-- Text segment start --

Around the World, Luxury Home Prices Lost Momentum in the Second Quarter
An index of prime housing markets in 44 cities saw growth slow, with Europe lagging
Downtown Manila. Getty Images
Luxury home price growth lost some steam in the second quarter across an index of 44 major cities worldwide.
The annual rise in prime home prices slowed to 2.6%, compared with 4.1% in the first quarter, according to the latest index from Knight Frank on Friday.
Asia led with annual growth above 10% in Manila, Mumbai and Delhi. Manila topped the list with a 26% increase in prime prices in the 12 months ending in June 12, as well as the highest quarterly growth, at 16.4%. Miami and Los Angeles rounded out the top five with prices increasing 8.9% and 7.1%, respectively.
The heavy hitters of New York, London, Hong Kong and Dubai all saw prices decrease on both an annual and quarterly basis, though in New York, the rate of decline improved from the previous quarter, from 2.5% in the red in the first quarter to half a percentage point in the second.

-- Text segment end --

→ **Exercise task A**: Tally the lines of the records that contain the string "hand", matching case exactly, and give only the resulting number.
The records that follow are unrelated to the article on luxury home prices.

-- Data records start --

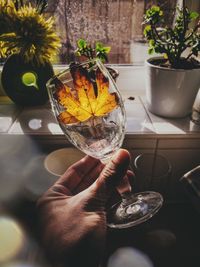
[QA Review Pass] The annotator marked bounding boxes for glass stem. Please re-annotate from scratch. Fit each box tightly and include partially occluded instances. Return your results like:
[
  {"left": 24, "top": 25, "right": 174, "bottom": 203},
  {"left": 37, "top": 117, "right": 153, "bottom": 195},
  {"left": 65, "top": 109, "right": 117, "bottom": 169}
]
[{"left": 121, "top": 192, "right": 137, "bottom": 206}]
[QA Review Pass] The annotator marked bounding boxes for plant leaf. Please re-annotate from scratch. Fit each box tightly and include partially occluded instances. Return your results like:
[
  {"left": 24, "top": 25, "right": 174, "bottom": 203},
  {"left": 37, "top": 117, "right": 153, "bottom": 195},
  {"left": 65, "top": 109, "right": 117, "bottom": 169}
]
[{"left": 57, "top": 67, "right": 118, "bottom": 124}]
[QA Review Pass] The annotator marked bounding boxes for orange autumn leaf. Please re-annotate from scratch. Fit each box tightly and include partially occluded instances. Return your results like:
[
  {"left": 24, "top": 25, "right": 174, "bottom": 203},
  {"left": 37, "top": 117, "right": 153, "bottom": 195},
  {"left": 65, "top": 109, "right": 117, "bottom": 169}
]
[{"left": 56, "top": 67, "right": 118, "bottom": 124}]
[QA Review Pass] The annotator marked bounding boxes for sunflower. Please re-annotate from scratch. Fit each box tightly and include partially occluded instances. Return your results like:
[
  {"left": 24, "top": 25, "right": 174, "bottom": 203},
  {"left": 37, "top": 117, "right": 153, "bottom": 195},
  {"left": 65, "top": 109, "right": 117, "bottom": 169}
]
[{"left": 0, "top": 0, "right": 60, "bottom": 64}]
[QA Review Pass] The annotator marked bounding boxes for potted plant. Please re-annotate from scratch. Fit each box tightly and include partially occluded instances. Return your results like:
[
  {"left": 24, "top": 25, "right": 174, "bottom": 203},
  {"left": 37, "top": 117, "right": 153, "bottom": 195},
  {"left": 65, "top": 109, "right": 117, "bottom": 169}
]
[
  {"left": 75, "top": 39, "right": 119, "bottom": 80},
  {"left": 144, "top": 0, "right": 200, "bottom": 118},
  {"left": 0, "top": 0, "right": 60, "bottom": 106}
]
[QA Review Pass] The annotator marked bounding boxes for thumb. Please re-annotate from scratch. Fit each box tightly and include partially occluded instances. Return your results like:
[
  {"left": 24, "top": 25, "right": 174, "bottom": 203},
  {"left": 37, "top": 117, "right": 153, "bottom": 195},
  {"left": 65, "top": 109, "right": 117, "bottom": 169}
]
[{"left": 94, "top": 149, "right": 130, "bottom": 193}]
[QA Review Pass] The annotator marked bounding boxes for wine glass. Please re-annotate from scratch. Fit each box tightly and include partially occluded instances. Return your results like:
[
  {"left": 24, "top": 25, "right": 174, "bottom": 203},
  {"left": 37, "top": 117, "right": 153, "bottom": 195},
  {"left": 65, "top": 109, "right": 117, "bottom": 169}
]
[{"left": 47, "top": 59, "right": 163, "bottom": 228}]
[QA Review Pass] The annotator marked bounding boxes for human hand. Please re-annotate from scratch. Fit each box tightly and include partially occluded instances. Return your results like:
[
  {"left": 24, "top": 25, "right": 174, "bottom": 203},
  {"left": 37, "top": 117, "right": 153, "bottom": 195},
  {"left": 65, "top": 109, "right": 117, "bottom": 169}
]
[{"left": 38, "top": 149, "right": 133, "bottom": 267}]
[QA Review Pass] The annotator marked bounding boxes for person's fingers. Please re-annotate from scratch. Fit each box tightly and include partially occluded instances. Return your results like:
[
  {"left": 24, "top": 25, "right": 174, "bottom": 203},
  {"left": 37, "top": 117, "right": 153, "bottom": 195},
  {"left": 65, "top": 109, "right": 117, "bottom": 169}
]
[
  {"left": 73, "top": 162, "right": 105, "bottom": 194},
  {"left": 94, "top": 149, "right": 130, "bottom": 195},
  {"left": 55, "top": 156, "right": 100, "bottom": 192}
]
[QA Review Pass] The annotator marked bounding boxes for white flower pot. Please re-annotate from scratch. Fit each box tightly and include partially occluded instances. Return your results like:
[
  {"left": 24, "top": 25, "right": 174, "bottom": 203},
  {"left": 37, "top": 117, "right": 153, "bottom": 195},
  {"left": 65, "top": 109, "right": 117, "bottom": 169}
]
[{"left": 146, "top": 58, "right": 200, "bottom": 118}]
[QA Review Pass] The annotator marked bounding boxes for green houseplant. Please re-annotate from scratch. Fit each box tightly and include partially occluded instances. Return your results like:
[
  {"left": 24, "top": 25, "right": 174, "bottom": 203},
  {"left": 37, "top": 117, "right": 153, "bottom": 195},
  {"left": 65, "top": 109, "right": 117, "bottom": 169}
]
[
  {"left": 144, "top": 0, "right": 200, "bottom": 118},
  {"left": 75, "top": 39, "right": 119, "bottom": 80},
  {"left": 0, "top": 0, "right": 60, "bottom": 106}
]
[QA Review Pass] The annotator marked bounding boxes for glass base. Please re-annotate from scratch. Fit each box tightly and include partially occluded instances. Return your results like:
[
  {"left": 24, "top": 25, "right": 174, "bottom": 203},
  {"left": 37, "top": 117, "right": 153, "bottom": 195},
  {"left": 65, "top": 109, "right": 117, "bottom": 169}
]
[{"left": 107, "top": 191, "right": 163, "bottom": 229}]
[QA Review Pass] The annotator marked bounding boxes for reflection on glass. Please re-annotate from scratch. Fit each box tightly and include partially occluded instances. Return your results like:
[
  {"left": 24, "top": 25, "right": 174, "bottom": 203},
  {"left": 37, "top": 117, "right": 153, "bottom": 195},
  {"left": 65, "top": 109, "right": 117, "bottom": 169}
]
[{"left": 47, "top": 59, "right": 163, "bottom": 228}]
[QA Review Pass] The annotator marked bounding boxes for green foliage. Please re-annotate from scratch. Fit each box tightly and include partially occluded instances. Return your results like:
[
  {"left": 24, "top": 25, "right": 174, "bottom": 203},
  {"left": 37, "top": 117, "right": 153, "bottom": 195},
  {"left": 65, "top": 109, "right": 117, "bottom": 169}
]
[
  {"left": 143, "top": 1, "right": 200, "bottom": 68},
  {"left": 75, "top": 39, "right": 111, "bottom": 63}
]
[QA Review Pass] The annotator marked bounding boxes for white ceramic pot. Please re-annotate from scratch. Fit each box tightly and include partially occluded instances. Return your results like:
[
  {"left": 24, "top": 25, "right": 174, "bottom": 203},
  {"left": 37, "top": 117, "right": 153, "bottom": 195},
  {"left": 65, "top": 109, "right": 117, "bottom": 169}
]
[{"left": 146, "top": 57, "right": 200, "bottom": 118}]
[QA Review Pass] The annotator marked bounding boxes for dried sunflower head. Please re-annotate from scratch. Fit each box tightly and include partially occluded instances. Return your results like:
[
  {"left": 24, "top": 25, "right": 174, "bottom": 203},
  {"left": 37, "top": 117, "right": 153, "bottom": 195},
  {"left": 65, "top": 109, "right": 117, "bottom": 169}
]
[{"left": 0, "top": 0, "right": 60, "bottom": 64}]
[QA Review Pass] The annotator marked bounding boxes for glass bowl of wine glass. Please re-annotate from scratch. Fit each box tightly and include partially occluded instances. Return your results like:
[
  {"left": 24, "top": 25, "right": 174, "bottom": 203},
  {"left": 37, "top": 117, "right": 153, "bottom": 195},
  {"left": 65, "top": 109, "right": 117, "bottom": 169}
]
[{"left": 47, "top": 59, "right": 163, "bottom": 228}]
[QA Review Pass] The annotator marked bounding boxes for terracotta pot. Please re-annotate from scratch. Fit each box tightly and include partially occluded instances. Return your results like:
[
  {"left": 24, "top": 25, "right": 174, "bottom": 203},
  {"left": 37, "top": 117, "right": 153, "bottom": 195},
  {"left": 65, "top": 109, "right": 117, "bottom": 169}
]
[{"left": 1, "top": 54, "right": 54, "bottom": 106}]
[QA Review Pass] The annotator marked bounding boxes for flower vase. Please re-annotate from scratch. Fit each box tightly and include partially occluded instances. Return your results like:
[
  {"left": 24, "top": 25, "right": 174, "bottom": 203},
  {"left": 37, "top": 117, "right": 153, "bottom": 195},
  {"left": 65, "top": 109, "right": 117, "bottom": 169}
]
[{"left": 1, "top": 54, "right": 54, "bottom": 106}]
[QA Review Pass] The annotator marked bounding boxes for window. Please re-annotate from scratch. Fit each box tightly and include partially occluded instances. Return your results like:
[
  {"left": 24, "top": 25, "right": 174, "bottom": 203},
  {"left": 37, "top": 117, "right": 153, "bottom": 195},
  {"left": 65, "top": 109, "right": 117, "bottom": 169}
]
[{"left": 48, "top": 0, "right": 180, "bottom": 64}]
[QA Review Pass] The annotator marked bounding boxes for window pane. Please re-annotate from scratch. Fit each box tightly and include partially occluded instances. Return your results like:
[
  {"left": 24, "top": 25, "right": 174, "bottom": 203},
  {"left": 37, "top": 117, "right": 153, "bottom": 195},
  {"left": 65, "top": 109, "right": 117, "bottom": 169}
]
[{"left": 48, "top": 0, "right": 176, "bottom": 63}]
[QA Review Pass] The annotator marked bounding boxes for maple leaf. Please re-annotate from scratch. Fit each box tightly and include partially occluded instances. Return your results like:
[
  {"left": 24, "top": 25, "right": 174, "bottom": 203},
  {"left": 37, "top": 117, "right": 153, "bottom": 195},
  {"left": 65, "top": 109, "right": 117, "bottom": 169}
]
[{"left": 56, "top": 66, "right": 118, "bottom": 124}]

-- Data records end --
-- Data records start --

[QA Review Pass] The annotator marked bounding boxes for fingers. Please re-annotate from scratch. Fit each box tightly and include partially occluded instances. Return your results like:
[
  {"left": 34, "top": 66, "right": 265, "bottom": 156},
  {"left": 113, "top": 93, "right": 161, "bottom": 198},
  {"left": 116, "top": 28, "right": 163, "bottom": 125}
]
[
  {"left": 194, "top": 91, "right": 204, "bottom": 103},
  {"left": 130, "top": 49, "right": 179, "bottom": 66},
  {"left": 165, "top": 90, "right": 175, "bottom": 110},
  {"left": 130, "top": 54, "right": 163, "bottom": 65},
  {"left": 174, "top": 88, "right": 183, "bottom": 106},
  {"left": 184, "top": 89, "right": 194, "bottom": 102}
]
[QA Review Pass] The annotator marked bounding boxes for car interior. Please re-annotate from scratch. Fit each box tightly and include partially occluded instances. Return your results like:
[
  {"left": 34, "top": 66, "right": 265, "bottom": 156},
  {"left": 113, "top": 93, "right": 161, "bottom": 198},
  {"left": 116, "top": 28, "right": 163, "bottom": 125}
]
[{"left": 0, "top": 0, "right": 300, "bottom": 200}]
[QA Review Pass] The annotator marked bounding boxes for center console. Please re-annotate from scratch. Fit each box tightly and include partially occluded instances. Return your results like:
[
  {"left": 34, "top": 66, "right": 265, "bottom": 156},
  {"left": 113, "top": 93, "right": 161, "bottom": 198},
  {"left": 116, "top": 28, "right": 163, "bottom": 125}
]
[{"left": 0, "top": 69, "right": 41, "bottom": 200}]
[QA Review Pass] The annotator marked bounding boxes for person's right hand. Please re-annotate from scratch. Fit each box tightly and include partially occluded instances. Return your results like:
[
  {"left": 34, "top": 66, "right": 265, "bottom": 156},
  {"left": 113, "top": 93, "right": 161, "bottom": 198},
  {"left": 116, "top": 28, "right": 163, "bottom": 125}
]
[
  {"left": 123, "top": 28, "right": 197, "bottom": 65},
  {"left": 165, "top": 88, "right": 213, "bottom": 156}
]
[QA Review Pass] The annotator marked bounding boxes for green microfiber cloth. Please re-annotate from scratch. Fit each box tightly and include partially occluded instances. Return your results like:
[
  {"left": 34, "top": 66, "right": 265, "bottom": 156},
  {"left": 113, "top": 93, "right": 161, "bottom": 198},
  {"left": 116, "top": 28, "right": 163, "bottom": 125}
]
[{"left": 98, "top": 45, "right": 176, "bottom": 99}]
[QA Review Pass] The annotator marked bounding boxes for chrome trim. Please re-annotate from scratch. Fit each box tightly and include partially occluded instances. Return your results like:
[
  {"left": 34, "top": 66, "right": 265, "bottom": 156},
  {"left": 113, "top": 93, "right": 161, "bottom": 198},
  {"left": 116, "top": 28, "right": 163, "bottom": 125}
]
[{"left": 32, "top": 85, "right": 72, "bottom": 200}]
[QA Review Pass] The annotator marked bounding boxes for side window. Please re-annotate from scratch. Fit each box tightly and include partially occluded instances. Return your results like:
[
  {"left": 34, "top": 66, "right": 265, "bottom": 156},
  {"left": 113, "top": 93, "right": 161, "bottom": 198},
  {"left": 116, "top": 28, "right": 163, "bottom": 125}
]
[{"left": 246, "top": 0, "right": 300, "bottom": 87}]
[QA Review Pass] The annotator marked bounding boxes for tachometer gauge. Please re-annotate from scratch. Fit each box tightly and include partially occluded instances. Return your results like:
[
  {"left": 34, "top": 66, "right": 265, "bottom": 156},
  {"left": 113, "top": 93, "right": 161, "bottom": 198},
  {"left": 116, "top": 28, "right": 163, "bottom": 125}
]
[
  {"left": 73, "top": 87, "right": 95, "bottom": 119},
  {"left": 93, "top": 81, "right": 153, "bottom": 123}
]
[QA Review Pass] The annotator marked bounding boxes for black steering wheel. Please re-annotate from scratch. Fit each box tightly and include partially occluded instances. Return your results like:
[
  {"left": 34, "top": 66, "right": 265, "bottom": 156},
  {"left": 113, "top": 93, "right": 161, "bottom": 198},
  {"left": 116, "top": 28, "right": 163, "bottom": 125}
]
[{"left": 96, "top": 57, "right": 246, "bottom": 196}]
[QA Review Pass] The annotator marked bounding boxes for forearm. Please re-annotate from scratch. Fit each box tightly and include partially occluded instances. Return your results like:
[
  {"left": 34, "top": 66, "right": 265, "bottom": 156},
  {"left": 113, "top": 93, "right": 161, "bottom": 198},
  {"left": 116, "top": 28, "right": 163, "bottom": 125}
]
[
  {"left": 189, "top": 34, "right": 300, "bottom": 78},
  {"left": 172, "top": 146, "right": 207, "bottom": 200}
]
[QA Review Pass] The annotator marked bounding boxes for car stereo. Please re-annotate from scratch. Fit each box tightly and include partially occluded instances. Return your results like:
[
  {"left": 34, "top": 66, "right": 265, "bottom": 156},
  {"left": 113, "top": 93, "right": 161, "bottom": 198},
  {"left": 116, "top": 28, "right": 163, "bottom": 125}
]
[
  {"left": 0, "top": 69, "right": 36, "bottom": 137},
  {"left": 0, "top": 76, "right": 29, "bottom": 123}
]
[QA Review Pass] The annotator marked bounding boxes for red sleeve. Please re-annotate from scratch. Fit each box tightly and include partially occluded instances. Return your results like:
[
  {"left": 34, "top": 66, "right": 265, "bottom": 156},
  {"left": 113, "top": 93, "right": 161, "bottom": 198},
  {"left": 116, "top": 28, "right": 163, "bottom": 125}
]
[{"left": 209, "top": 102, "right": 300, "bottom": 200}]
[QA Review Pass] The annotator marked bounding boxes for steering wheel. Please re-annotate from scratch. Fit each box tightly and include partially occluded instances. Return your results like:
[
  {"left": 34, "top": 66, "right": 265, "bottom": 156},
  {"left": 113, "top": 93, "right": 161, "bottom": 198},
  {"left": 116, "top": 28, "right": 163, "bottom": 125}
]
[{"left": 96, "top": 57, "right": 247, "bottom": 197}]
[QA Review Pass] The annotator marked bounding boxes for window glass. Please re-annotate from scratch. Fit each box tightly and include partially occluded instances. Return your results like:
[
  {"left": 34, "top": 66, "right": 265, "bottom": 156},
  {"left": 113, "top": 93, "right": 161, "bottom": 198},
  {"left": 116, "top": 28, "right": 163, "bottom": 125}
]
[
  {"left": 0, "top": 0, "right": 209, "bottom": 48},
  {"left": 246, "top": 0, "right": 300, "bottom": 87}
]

-- Data records end --

→ **Exercise task B**: Reproduce the article on luxury home prices between "Asia led with" and "and 7.1%, respectively.", inclusive, substituting "completed" for "rounded out".

→ **Worked solution A**: 2

→ **Worked solution B**:
Asia led with annual growth above 10% in Manila, Mumbai and Delhi. Manila topped the list with a 26% increase in prime prices in the 12 months ending in June 12, as well as the highest quarterly growth, at 16.4%. Miami and Los Angeles completed the top five with prices increasing 8.9% and 7.1%, respectively.